Which lines of the listing below contain the word "post"? Gather every one of them and copy each line out in full.

★ ★ ★ ★ ★ ★ ★

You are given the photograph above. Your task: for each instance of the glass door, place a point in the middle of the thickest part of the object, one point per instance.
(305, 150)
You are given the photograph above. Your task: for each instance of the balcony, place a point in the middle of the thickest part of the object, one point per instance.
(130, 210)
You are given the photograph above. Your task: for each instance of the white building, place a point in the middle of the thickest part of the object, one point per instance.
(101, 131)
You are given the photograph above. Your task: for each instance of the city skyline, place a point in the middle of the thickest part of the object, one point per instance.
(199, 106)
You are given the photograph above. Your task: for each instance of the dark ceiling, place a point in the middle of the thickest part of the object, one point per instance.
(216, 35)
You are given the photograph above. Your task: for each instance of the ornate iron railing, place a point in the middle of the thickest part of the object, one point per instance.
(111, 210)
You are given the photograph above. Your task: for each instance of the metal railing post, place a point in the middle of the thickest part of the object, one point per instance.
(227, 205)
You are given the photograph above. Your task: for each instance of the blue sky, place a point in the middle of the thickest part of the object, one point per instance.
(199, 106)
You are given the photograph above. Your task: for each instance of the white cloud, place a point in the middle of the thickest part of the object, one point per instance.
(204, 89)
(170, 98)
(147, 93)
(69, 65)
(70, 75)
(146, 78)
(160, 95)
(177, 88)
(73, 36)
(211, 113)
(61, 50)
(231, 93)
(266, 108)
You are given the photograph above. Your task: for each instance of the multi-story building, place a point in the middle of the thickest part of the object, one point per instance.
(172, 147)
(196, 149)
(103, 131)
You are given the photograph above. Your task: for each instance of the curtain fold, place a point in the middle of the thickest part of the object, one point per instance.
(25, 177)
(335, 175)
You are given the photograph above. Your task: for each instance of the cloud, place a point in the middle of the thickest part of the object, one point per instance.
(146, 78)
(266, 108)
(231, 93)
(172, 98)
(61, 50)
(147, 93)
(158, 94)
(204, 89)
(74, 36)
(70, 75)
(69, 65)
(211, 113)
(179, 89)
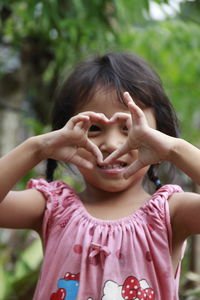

★ ★ ★ ★ ★ ★ ★

**Exercise answer**:
You are given the photograph above. Your task: for each instance of the metal railing post, place a point in the middle of the thickest part of the object, one point per instance.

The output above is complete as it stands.